■ **RECORDS FOR THIS EXERCISE**

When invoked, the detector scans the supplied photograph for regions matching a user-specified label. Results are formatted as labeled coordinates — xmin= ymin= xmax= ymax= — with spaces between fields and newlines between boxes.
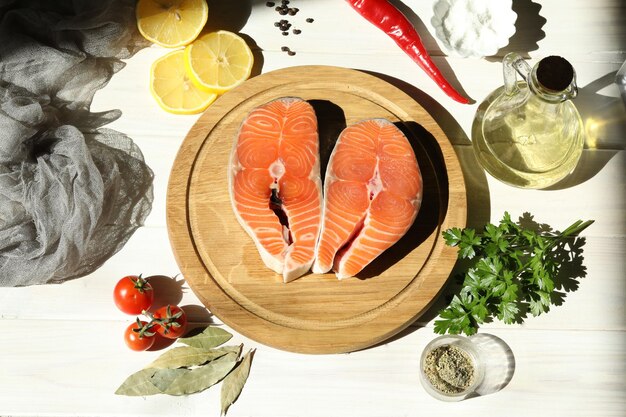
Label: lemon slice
xmin=150 ymin=49 xmax=217 ymax=114
xmin=135 ymin=0 xmax=209 ymax=48
xmin=185 ymin=30 xmax=254 ymax=94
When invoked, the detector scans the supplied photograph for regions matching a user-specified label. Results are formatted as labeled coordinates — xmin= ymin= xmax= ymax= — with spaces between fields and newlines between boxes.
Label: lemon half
xmin=135 ymin=0 xmax=209 ymax=48
xmin=185 ymin=30 xmax=254 ymax=94
xmin=150 ymin=49 xmax=217 ymax=114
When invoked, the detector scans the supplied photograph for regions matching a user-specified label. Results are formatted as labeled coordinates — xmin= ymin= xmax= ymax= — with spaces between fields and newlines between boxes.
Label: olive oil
xmin=472 ymin=53 xmax=584 ymax=188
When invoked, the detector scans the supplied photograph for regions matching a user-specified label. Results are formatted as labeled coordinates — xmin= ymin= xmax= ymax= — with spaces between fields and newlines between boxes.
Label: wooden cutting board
xmin=167 ymin=66 xmax=467 ymax=353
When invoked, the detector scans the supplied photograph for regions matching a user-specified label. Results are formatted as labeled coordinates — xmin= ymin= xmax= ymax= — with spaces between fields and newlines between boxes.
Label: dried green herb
xmin=115 ymin=327 xmax=252 ymax=414
xmin=146 ymin=346 xmax=241 ymax=369
xmin=163 ymin=353 xmax=238 ymax=395
xmin=178 ymin=326 xmax=233 ymax=349
xmin=435 ymin=213 xmax=593 ymax=336
xmin=150 ymin=368 xmax=191 ymax=394
xmin=424 ymin=345 xmax=475 ymax=394
xmin=221 ymin=351 xmax=254 ymax=415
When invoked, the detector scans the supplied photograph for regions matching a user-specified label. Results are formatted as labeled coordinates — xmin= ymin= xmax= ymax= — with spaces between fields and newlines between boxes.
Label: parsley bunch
xmin=435 ymin=213 xmax=593 ymax=336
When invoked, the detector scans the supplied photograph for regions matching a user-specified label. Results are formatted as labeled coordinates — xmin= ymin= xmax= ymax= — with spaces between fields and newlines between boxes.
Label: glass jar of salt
xmin=472 ymin=52 xmax=584 ymax=189
xmin=420 ymin=335 xmax=484 ymax=401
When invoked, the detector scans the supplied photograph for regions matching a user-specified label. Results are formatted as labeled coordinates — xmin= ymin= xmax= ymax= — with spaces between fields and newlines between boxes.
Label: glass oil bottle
xmin=472 ymin=52 xmax=584 ymax=189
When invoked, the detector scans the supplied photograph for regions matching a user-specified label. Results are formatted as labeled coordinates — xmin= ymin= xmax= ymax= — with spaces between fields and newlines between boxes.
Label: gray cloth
xmin=0 ymin=0 xmax=153 ymax=286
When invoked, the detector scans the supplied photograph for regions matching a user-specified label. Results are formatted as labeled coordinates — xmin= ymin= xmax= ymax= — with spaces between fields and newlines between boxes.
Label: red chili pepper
xmin=346 ymin=0 xmax=469 ymax=104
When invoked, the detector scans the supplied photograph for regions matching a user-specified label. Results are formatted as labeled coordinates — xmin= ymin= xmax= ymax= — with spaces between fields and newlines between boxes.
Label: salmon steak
xmin=313 ymin=119 xmax=422 ymax=279
xmin=229 ymin=97 xmax=322 ymax=282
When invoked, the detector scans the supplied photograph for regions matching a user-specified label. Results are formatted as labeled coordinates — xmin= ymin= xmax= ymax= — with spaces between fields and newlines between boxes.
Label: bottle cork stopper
xmin=537 ymin=55 xmax=574 ymax=91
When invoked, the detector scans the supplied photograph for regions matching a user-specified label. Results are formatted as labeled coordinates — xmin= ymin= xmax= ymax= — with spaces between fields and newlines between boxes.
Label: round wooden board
xmin=167 ymin=66 xmax=467 ymax=353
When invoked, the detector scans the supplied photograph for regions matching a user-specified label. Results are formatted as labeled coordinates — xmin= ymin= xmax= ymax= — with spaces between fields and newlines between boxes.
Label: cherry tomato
xmin=113 ymin=275 xmax=154 ymax=315
xmin=153 ymin=305 xmax=187 ymax=339
xmin=124 ymin=319 xmax=155 ymax=351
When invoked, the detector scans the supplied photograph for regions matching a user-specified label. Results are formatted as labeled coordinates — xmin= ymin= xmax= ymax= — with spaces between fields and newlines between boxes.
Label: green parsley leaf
xmin=435 ymin=212 xmax=593 ymax=336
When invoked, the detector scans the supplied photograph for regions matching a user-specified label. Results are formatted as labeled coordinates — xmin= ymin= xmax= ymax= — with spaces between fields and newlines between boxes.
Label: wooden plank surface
xmin=0 ymin=0 xmax=626 ymax=417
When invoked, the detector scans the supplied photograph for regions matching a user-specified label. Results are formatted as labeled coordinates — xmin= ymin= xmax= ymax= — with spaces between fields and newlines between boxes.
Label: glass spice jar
xmin=420 ymin=335 xmax=485 ymax=401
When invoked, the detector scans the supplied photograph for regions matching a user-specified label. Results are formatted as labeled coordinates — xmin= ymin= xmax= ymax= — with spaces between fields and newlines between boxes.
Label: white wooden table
xmin=0 ymin=0 xmax=626 ymax=417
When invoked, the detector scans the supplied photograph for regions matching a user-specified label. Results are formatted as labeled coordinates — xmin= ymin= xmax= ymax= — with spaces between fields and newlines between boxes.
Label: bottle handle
xmin=502 ymin=52 xmax=532 ymax=95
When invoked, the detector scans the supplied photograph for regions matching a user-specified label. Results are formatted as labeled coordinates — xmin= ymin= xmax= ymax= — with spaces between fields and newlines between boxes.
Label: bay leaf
xmin=163 ymin=353 xmax=239 ymax=395
xmin=178 ymin=326 xmax=233 ymax=349
xmin=150 ymin=368 xmax=191 ymax=393
xmin=115 ymin=369 xmax=161 ymax=396
xmin=221 ymin=350 xmax=254 ymax=415
xmin=146 ymin=346 xmax=234 ymax=369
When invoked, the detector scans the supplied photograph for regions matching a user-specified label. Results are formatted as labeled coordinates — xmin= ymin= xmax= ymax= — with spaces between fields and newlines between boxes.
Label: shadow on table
xmin=546 ymin=71 xmax=626 ymax=190
xmin=485 ymin=0 xmax=547 ymax=62
xmin=468 ymin=333 xmax=515 ymax=398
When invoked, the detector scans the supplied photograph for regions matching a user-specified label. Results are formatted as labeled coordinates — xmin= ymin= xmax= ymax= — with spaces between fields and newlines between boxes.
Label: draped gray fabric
xmin=0 ymin=0 xmax=153 ymax=286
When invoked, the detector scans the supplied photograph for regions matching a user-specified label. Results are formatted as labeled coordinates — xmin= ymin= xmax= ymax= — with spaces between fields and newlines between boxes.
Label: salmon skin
xmin=229 ymin=97 xmax=322 ymax=282
xmin=313 ymin=119 xmax=422 ymax=279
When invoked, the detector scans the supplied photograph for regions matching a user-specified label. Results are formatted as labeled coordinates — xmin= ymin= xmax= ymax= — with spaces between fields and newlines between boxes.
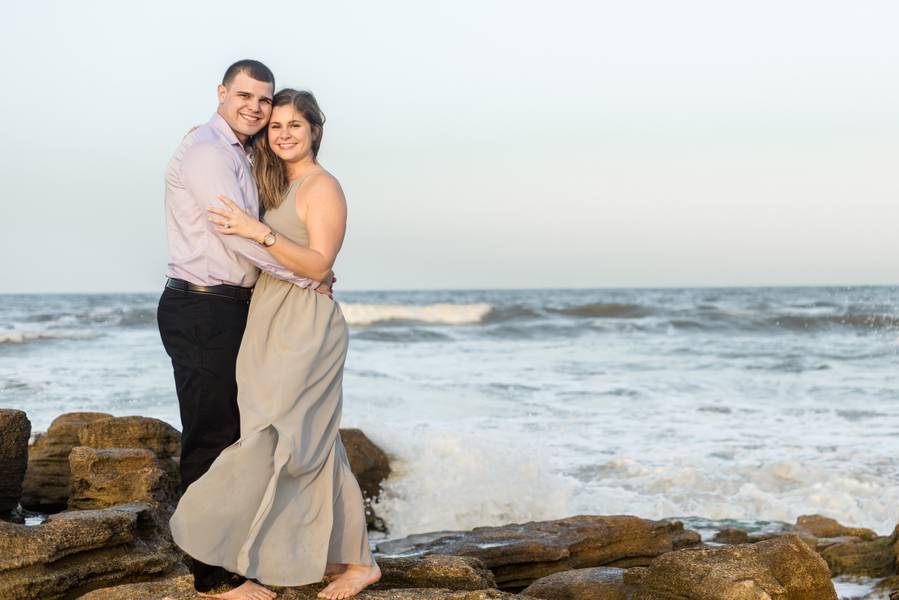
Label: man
xmin=157 ymin=60 xmax=331 ymax=600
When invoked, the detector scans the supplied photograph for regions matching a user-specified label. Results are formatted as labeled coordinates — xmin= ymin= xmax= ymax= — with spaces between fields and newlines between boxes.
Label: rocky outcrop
xmin=712 ymin=527 xmax=749 ymax=545
xmin=377 ymin=515 xmax=699 ymax=589
xmin=340 ymin=429 xmax=390 ymax=531
xmin=796 ymin=515 xmax=877 ymax=541
xmin=69 ymin=446 xmax=178 ymax=510
xmin=372 ymin=554 xmax=496 ymax=590
xmin=79 ymin=575 xmax=518 ymax=600
xmin=78 ymin=417 xmax=181 ymax=458
xmin=633 ymin=535 xmax=837 ymax=600
xmin=0 ymin=504 xmax=179 ymax=600
xmin=820 ymin=526 xmax=899 ymax=577
xmin=21 ymin=412 xmax=112 ymax=512
xmin=521 ymin=567 xmax=636 ymax=600
xmin=748 ymin=523 xmax=818 ymax=550
xmin=0 ymin=408 xmax=31 ymax=515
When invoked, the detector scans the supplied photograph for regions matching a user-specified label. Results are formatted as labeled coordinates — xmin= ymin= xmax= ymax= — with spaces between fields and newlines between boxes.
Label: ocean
xmin=0 ymin=287 xmax=899 ymax=537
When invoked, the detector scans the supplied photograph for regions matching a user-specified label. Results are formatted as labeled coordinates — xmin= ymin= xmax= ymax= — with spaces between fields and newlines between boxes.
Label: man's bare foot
xmin=322 ymin=563 xmax=346 ymax=583
xmin=318 ymin=564 xmax=381 ymax=600
xmin=197 ymin=580 xmax=278 ymax=600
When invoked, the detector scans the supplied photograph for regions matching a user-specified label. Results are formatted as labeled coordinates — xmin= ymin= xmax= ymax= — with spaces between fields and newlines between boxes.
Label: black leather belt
xmin=165 ymin=277 xmax=253 ymax=302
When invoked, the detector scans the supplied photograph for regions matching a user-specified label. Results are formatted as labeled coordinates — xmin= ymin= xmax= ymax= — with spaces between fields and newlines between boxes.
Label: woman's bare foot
xmin=197 ymin=580 xmax=278 ymax=600
xmin=322 ymin=563 xmax=346 ymax=583
xmin=318 ymin=564 xmax=381 ymax=600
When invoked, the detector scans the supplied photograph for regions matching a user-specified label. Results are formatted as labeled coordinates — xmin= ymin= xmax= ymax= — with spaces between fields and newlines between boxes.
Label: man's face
xmin=218 ymin=73 xmax=275 ymax=144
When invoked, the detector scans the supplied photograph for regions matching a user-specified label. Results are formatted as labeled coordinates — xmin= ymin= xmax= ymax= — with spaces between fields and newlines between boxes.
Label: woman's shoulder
xmin=297 ymin=169 xmax=343 ymax=200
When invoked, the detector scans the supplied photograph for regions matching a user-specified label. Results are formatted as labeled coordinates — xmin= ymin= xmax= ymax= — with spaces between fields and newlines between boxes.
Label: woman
xmin=171 ymin=89 xmax=381 ymax=600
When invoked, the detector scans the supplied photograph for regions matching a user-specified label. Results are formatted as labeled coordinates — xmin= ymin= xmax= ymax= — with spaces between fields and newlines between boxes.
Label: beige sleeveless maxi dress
xmin=170 ymin=179 xmax=374 ymax=586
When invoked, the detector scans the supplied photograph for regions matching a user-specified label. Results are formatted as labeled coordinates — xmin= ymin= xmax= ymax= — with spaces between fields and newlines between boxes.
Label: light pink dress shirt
xmin=165 ymin=113 xmax=318 ymax=287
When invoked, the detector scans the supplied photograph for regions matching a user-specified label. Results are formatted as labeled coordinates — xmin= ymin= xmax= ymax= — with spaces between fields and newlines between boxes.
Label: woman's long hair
xmin=253 ymin=88 xmax=325 ymax=212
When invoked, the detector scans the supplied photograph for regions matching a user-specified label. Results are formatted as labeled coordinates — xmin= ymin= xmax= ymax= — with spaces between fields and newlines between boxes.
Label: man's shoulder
xmin=179 ymin=125 xmax=235 ymax=170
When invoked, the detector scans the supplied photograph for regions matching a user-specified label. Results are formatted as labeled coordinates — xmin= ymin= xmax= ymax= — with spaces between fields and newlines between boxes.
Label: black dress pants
xmin=156 ymin=288 xmax=249 ymax=592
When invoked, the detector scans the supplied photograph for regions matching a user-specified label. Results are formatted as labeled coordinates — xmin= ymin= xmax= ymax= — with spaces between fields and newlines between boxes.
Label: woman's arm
xmin=209 ymin=174 xmax=346 ymax=284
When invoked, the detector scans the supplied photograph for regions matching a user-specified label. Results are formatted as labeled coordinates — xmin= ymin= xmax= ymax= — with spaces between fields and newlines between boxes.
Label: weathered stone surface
xmin=0 ymin=408 xmax=31 ymax=514
xmin=340 ymin=429 xmax=390 ymax=531
xmin=78 ymin=417 xmax=181 ymax=458
xmin=21 ymin=412 xmax=112 ymax=512
xmin=796 ymin=515 xmax=877 ymax=541
xmin=377 ymin=515 xmax=699 ymax=589
xmin=633 ymin=535 xmax=837 ymax=600
xmin=69 ymin=446 xmax=178 ymax=510
xmin=0 ymin=505 xmax=140 ymax=572
xmin=372 ymin=554 xmax=496 ymax=590
xmin=79 ymin=575 xmax=519 ymax=600
xmin=340 ymin=429 xmax=390 ymax=498
xmin=874 ymin=575 xmax=899 ymax=595
xmin=749 ymin=523 xmax=818 ymax=550
xmin=815 ymin=535 xmax=865 ymax=554
xmin=0 ymin=504 xmax=179 ymax=600
xmin=712 ymin=527 xmax=749 ymax=544
xmin=821 ymin=526 xmax=899 ymax=577
xmin=521 ymin=567 xmax=635 ymax=600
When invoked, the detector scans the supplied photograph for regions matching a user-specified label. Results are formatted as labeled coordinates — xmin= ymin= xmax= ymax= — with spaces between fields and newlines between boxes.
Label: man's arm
xmin=181 ymin=143 xmax=322 ymax=287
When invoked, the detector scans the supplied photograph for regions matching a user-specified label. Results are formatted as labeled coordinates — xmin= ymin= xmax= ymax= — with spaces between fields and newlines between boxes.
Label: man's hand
xmin=315 ymin=271 xmax=337 ymax=299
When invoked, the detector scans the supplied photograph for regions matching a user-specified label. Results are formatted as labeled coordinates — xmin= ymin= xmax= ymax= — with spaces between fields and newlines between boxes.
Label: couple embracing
xmin=157 ymin=60 xmax=381 ymax=600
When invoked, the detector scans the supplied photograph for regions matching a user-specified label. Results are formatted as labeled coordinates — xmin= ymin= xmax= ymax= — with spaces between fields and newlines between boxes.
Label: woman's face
xmin=268 ymin=104 xmax=312 ymax=162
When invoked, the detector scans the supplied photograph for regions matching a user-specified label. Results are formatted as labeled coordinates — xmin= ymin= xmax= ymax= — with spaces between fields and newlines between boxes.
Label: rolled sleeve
xmin=181 ymin=143 xmax=317 ymax=288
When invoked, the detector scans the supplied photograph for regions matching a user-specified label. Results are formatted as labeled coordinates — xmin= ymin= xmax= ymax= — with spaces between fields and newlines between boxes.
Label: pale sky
xmin=0 ymin=0 xmax=899 ymax=293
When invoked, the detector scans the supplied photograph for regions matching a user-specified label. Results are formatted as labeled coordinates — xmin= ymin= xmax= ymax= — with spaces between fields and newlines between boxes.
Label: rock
xmin=340 ymin=429 xmax=390 ymax=498
xmin=796 ymin=515 xmax=877 ymax=541
xmin=79 ymin=575 xmax=518 ymax=600
xmin=520 ymin=567 xmax=635 ymax=600
xmin=0 ymin=408 xmax=31 ymax=514
xmin=340 ymin=429 xmax=390 ymax=531
xmin=874 ymin=575 xmax=899 ymax=595
xmin=633 ymin=535 xmax=837 ymax=600
xmin=78 ymin=417 xmax=181 ymax=458
xmin=377 ymin=515 xmax=699 ymax=589
xmin=69 ymin=446 xmax=178 ymax=510
xmin=0 ymin=504 xmax=179 ymax=600
xmin=749 ymin=523 xmax=818 ymax=550
xmin=372 ymin=554 xmax=496 ymax=590
xmin=815 ymin=535 xmax=865 ymax=554
xmin=624 ymin=567 xmax=649 ymax=585
xmin=21 ymin=412 xmax=112 ymax=512
xmin=821 ymin=526 xmax=899 ymax=577
xmin=712 ymin=527 xmax=749 ymax=545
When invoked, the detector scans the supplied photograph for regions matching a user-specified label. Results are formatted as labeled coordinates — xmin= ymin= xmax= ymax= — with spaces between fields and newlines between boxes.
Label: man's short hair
xmin=222 ymin=58 xmax=275 ymax=89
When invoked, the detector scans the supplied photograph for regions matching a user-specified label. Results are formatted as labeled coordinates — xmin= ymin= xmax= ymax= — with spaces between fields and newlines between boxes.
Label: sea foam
xmin=340 ymin=303 xmax=491 ymax=325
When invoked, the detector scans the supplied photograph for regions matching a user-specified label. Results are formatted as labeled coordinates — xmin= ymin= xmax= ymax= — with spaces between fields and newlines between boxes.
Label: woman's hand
xmin=206 ymin=196 xmax=271 ymax=244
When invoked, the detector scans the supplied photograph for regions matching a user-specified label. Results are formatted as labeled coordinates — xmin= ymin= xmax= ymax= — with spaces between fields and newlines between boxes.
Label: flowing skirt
xmin=170 ymin=273 xmax=374 ymax=586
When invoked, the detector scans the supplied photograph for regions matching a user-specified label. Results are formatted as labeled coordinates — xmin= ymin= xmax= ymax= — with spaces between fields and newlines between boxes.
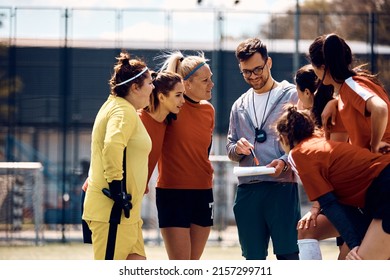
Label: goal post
xmin=0 ymin=162 xmax=44 ymax=245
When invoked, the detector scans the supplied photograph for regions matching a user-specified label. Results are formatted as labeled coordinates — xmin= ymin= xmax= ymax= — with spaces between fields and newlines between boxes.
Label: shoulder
xmin=279 ymin=80 xmax=297 ymax=94
xmin=233 ymin=88 xmax=252 ymax=107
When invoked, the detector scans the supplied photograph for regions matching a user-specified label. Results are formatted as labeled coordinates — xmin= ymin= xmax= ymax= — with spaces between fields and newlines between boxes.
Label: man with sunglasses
xmin=226 ymin=38 xmax=300 ymax=260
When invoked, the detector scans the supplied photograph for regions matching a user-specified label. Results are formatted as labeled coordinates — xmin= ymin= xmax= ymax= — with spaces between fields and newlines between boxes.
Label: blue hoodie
xmin=226 ymin=81 xmax=298 ymax=184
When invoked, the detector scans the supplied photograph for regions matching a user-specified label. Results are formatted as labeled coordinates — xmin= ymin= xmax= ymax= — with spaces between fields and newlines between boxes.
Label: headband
xmin=183 ymin=61 xmax=206 ymax=81
xmin=115 ymin=67 xmax=148 ymax=87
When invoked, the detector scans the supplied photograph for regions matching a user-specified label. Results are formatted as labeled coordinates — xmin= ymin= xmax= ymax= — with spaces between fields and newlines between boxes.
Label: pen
xmin=250 ymin=148 xmax=260 ymax=165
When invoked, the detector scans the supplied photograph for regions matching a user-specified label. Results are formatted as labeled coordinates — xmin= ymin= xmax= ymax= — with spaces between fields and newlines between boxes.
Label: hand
xmin=266 ymin=159 xmax=286 ymax=177
xmin=236 ymin=137 xmax=254 ymax=155
xmin=81 ymin=177 xmax=88 ymax=192
xmin=297 ymin=207 xmax=320 ymax=229
xmin=321 ymin=99 xmax=338 ymax=130
xmin=345 ymin=246 xmax=363 ymax=261
xmin=102 ymin=180 xmax=133 ymax=218
xmin=371 ymin=141 xmax=390 ymax=154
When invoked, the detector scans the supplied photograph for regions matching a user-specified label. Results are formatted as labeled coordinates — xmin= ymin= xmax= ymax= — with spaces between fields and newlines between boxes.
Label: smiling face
xmin=184 ymin=64 xmax=214 ymax=102
xmin=159 ymin=82 xmax=185 ymax=114
xmin=239 ymin=52 xmax=272 ymax=93
xmin=297 ymin=86 xmax=314 ymax=109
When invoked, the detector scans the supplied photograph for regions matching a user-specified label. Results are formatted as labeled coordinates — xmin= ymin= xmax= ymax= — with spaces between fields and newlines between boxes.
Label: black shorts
xmin=336 ymin=204 xmax=372 ymax=246
xmin=156 ymin=188 xmax=214 ymax=228
xmin=366 ymin=165 xmax=390 ymax=234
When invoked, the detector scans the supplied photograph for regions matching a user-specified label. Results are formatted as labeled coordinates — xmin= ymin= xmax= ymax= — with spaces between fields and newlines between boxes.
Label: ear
xmin=183 ymin=80 xmax=191 ymax=89
xmin=304 ymin=88 xmax=311 ymax=97
xmin=129 ymin=83 xmax=139 ymax=92
xmin=157 ymin=92 xmax=165 ymax=103
xmin=267 ymin=56 xmax=272 ymax=69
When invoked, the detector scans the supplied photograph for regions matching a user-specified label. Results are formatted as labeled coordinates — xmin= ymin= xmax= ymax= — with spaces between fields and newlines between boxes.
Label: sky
xmin=0 ymin=0 xmax=296 ymax=11
xmin=0 ymin=0 xmax=303 ymax=47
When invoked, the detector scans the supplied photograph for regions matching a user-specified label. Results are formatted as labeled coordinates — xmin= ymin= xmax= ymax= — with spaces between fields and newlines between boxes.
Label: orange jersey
xmin=330 ymin=111 xmax=347 ymax=133
xmin=289 ymin=136 xmax=390 ymax=207
xmin=157 ymin=100 xmax=214 ymax=189
xmin=138 ymin=110 xmax=167 ymax=182
xmin=338 ymin=76 xmax=390 ymax=149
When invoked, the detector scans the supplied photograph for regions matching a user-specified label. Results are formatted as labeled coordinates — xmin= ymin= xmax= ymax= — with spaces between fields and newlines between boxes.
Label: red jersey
xmin=157 ymin=100 xmax=214 ymax=189
xmin=338 ymin=76 xmax=390 ymax=150
xmin=289 ymin=136 xmax=390 ymax=207
xmin=138 ymin=110 xmax=167 ymax=182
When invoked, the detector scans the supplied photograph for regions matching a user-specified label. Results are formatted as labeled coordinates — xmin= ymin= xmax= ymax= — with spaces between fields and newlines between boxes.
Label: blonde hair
xmin=160 ymin=51 xmax=209 ymax=80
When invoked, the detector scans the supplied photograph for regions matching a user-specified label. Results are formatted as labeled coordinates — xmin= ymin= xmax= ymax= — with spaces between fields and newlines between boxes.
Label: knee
xmin=276 ymin=252 xmax=299 ymax=260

■ **WHAT THE EXERCISE ASKS**
Collect every line of the material above that contains the word "table", and copy each one in full.

■ **THE COMPLETED TASK**
Label: white wooden table
Label: shadow on table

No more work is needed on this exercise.